* PROBLEM DETAILS: Rewrite every line of the material below as a JSON list of strings, one string per line, leaving out blank lines and the pictures.

* ENTRIES SUPPLIED:

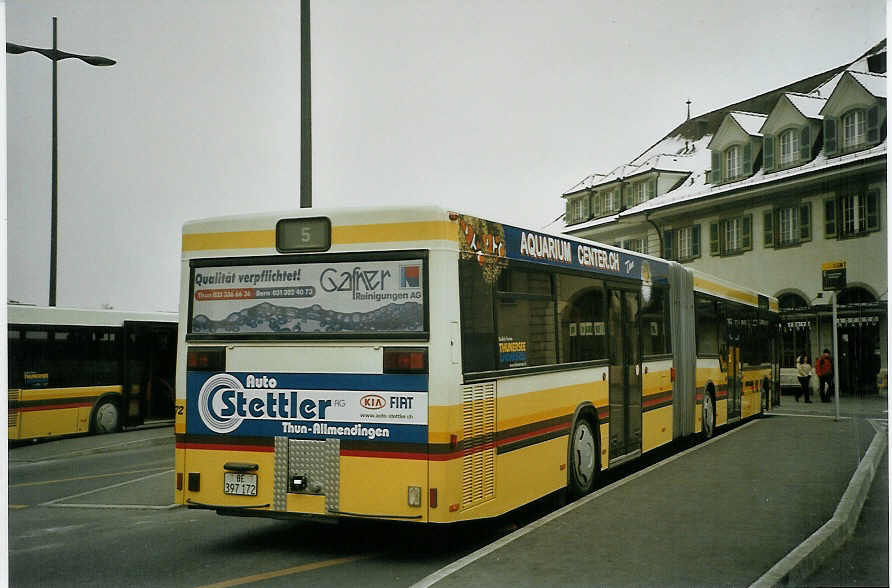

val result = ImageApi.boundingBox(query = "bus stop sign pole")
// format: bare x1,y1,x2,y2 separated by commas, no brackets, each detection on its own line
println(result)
821,261,846,421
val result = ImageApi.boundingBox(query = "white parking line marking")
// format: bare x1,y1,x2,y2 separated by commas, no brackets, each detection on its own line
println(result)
38,468,174,506
410,421,759,588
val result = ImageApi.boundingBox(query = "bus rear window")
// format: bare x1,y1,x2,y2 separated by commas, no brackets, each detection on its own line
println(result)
189,254,427,338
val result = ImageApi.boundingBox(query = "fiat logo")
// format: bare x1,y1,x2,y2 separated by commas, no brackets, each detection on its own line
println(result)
359,394,385,410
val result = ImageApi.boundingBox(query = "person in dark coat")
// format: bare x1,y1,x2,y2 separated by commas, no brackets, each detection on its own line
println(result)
815,349,833,402
796,353,812,404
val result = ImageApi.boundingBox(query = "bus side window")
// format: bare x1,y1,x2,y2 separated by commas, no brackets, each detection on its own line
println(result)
556,274,607,363
458,260,496,373
641,286,672,356
694,295,719,355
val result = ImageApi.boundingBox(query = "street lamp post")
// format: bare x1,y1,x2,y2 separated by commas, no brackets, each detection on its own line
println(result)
6,16,116,306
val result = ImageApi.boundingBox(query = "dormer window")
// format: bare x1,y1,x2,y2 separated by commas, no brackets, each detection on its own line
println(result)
564,196,589,225
780,129,799,165
625,178,657,208
725,145,741,180
842,109,867,149
592,189,619,217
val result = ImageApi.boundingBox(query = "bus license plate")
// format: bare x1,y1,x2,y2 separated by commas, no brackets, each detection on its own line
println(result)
223,472,257,496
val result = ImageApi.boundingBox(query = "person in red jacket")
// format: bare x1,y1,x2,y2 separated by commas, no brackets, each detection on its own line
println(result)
815,349,833,402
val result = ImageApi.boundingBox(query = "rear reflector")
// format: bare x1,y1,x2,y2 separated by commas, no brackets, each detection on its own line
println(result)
384,347,427,374
186,347,226,372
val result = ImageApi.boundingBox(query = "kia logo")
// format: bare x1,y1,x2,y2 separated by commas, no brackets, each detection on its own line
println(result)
359,394,386,410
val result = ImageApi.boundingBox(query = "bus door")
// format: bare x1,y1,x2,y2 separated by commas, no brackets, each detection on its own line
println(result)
728,341,743,422
608,290,641,461
121,321,177,426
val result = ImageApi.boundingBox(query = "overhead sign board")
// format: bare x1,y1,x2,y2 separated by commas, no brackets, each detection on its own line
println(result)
821,261,846,291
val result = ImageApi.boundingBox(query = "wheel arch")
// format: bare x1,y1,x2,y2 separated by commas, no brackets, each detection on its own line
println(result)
567,401,601,486
89,391,124,433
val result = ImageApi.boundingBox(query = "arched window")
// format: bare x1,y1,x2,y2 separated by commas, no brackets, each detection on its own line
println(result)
780,129,799,165
842,109,867,148
725,145,741,179
777,292,808,310
837,286,876,304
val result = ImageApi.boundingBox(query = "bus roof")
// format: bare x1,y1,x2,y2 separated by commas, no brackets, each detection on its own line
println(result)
6,304,179,327
182,205,778,312
688,268,780,312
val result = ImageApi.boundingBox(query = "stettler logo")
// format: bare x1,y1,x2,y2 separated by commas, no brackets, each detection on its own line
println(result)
198,374,244,433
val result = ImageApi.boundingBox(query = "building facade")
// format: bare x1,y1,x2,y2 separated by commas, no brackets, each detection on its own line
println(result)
562,40,888,394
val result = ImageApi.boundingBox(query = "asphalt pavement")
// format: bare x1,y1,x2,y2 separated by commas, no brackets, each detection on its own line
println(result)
416,397,889,587
8,396,889,588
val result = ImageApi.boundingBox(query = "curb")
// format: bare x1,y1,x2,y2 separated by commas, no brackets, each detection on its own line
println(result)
750,420,888,588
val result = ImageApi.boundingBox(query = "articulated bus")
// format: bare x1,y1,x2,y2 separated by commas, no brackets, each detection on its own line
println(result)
7,304,177,441
175,207,778,523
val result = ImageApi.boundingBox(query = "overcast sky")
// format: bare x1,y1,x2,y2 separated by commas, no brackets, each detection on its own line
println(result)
6,0,886,310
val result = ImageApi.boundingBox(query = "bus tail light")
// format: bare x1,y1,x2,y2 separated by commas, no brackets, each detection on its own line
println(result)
384,347,427,374
186,347,226,372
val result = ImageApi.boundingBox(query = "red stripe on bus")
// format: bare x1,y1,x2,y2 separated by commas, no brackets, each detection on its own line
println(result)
641,393,672,408
176,443,275,453
496,422,570,446
341,449,434,461
18,402,93,412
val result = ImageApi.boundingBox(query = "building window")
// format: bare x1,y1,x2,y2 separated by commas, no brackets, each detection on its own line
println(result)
604,190,619,213
725,145,741,180
623,239,647,253
709,214,753,256
565,197,589,225
824,104,883,156
764,202,811,247
663,225,700,261
842,110,867,149
824,190,880,238
625,178,657,208
592,189,619,217
780,129,799,165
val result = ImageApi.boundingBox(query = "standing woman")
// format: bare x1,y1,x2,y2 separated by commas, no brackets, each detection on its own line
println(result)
796,353,811,404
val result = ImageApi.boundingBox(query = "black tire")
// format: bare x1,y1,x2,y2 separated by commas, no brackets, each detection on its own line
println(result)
90,398,121,435
567,418,600,498
700,390,715,441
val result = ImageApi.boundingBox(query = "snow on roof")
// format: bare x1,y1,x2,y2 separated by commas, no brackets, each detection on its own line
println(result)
592,141,886,223
784,92,827,119
846,71,886,98
729,112,768,137
564,135,712,196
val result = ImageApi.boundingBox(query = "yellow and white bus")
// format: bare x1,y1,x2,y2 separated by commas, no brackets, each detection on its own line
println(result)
176,207,778,523
7,304,177,441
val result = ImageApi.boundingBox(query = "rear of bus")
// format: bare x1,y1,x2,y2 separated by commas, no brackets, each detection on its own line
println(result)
176,207,461,522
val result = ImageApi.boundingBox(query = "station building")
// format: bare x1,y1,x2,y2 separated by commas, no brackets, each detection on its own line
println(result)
561,39,888,394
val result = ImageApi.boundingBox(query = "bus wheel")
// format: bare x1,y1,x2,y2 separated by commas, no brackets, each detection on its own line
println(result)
569,419,598,498
700,392,715,441
93,398,121,433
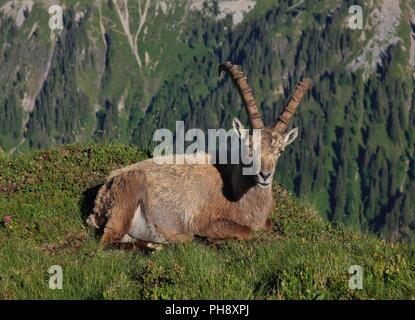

* FINAL RESULT:
[
  "val result = ImageApi.boundingBox(query = \"bus stop sign pole\")",
  "// format: bare x1,y1,x2,y2 separated by commas, no brackets, each detection on its own line",
  "println(result)",
  "821,261,846,421",
  "val result = ImageApi.boundingBox(query = \"white parking line marking\")",
  "// format: bare x1,y1,x2,y2 separated by commas, no brackets, each detection on its own line",
  "println(result)",
  "38,468,174,506",
  "410,421,759,588",
  "val result = ImageApi.boundingBox(query = \"bus rear window\")",
  "// format: bare x1,y1,x2,y2 separated by commas, no brackets, each detection on its own line",
  "println(result)",
  "189,254,427,338",
  "val result = ImageApi.boundingBox(query = \"fiat logo\")",
  "// format: bare x1,y1,x2,y2 separated by commas, no brackets, each detection on its own line",
  "println(result)",
  "359,394,385,410",
  "val result = ImageApi.boundingBox(query = \"person in dark coat\")",
  "// format: bare x1,y1,x2,y2 separated by commas, no brackets, each detection on its own line",
  "println(result)",
  "815,349,833,402",
  "796,353,812,404",
  "val result = ImageApi.boundingBox(query = \"bus side window\")",
  "// format: bare x1,y1,x2,y2 separated by commas, no brackets, each detection on its own line",
  "println(result)",
  "556,274,607,363",
  "458,260,496,373",
  "641,286,672,356",
  "694,295,719,355",
  "val result = ImageApi.boundingBox(query = \"street lamp post\")",
  "// format: bare x1,y1,x2,y2 separated by commas, no brackets, each detection on its own line",
  "println(result)",
  "6,16,116,306",
  "val result = ImageApi.boundingBox(query = \"dormer window\")",
  "// format: bare x1,y1,x2,y2 separated by commas, no brackets, each detection on its own line",
  "println(result)",
  "564,196,589,225",
  "780,129,799,165",
  "625,178,657,208",
  "725,145,741,180",
  "842,109,867,149",
  "592,189,619,217",
  "val result = ImageApi.boundingBox(query = \"bus license plate\")",
  "// format: bare x1,y1,x2,y2 separated by commas, no brackets, each detection on its own line",
  "println(result)",
  "223,472,257,496",
  "val result = ImageApi.boundingBox(query = \"person in red jacket\")",
  "// format: bare x1,y1,x2,y2 separated by commas, no brackets, each detection on its own line",
  "println(result)",
  "815,349,833,402",
  "val result = ImageApi.boundingBox(query = \"rear reflector\")",
  "// format: bare x1,y1,x2,y2 separated by commas, no brackets, each detection on its own line",
  "println(result)",
  "384,347,427,374",
  "186,347,226,372",
  "val result = ImageApi.boundingBox(query = \"kia logo\")",
  "// format: bare x1,y1,x2,y2 separated by commas, no brackets, each detection on its own line",
  "println(result)",
  "359,394,386,410",
  "val result = ImageApi.boundingBox(query = \"bus door\")",
  "// format: bare x1,y1,x2,y2 separated by commas, no brackets, each detection on its own line",
  "println(result)",
  "728,341,743,422",
  "608,290,641,461",
  "121,321,177,426",
  "val result = ImageApi.boundingBox(query = \"overhead sign board\")",
  "// format: bare x1,y1,x2,y2 separated by commas, no brackets, each detection on its own line",
  "println(result)",
  "821,261,846,291",
  "val result = ImageApi.boundingBox(query = \"wheel arch\")",
  "// format: bare x1,y1,x2,y2 separated by commas, no brackets, each detection on its own line",
  "println(result)",
  "567,401,601,486",
  "89,391,124,433",
  "val result = ImageApi.boundingBox(query = \"arched window\")",
  "// format: bare x1,y1,x2,y2 separated by commas, no brackets, each detection on its own line",
  "println(result)",
  "780,129,799,165",
  "842,109,867,148",
  "725,145,741,179",
  "777,292,808,310",
  "837,286,876,304",
  "val result = ImageApi.boundingBox(query = \"bus roof\")",
  "// format: bare x1,y1,x2,y2 separated by commas, no brackets, each detection on its own line",
  "println(result)",
  "6,304,179,327",
  "182,205,778,312",
  "688,268,780,312",
  "val result = ImageApi.boundingBox(query = \"stettler logo\")",
  "// format: bare x1,y1,x2,y2 separated by commas, no brackets, each detection on its own line",
  "println(result)",
  "198,374,244,433",
  "val result = ImageApi.boundingBox(query = \"building facade\")",
  "// format: bare x1,y1,x2,y2 separated by commas, no brackets, each detection on its own line",
  "println(result)",
  "562,40,888,394",
  "val result = ImageApi.boundingBox(query = \"asphalt pavement\")",
  "// format: bare x1,y1,x2,y2 separated by commas, no brackets, each detection on its own line",
  "println(result)",
  "416,397,889,587",
  "8,396,889,588",
  "val result = ImageApi.boundingBox(query = \"curb\")",
  "// format: bare x1,y1,x2,y2 separated by commas, no brackets, each detection on its own line",
  "println(result)",
  "750,420,888,588",
  "val result = ImageApi.boundingBox(query = \"articulated bus\")",
  "// format: bare x1,y1,x2,y2 separated by commas, no brackets, each detection on its own line",
  "println(result)",
  "7,304,177,441",
  "175,207,778,523",
  "val result = ImageApi.boundingBox(query = \"overcast sky\")",
  "// format: bare x1,y1,x2,y2 separated by commas, no brackets, each detection on its own line",
  "println(result)",
  "6,0,886,310",
  "val result = ImageApi.boundingBox(query = \"bus tail light\")",
  "// format: bare x1,y1,x2,y2 separated by commas, no brackets, each detection on its own line",
  "println(result)",
  "384,347,427,374",
  "186,347,226,372",
  "val result = ImageApi.boundingBox(query = \"red stripe on bus\")",
  "// format: bare x1,y1,x2,y2 separated by commas, no brackets, each detection on its own line",
  "println(result)",
  "641,393,672,408",
  "176,443,275,453",
  "496,422,570,446",
  "341,449,434,461",
  "18,402,93,412",
  "val result = ImageApi.boundingBox(query = \"building window\")",
  "// format: bare x1,y1,x2,y2 separated by commas, no brackets, each detection on its own line",
  "println(result)",
  "604,190,619,213",
  "725,145,741,180",
  "623,239,647,253",
  "709,214,753,256",
  "565,197,589,225",
  "824,104,883,156",
  "764,202,811,247",
  "663,225,700,261",
  "842,110,867,149",
  "824,190,880,238",
  "625,178,657,208",
  "592,189,619,217",
  "780,129,799,165",
  "val result = ImageApi.boundingBox(query = \"standing woman\")",
  "// format: bare x1,y1,x2,y2 separated by commas, no brackets, each detection on its own line",
  "println(result)",
  "796,353,811,404",
  "val result = ImageApi.boundingBox(query = \"black tire\")",
  "// format: bare x1,y1,x2,y2 separated by commas, no brackets, each detection on its own line",
  "println(result)",
  "90,398,121,435",
  "567,418,600,498",
  "700,390,715,441",
  "val result = ImageApi.boundingBox(query = \"snow on roof\")",
  "// format: bare x1,y1,x2,y2 separated by commas, no brackets, each detection on its own line",
  "println(result)",
  "592,141,886,223",
  "784,92,827,119",
  "846,71,886,98",
  "729,112,768,137",
  "564,135,712,196",
  "val result = ImageApi.boundingBox(query = \"yellow and white bus\")",
  "// format: bare x1,y1,x2,y2 separated by commas, no brackets, each detection on its own line",
  "println(result)",
  "176,207,778,523",
  "7,304,177,441",
  "val result = ImageApi.boundingBox(query = \"rear of bus\")",
  "// format: bare x1,y1,x2,y2 separated by commas, no brackets, each detection on its own line",
  "println(result)",
  "176,207,461,522",
  "val result = ImageApi.boundingBox(query = \"station building\")",
  "// format: bare x1,y1,x2,y2 separated by commas, no brackets, each detection on its own line",
  "println(result)",
  "561,39,888,394",
  "val result = ImageApi.boundingBox(query = \"bus wheel\")",
  "// format: bare x1,y1,x2,y2 separated by commas, no brackets, each detection on its own line",
  "println(result)",
  "569,419,598,498",
  "700,392,715,441",
  "93,398,121,433"
]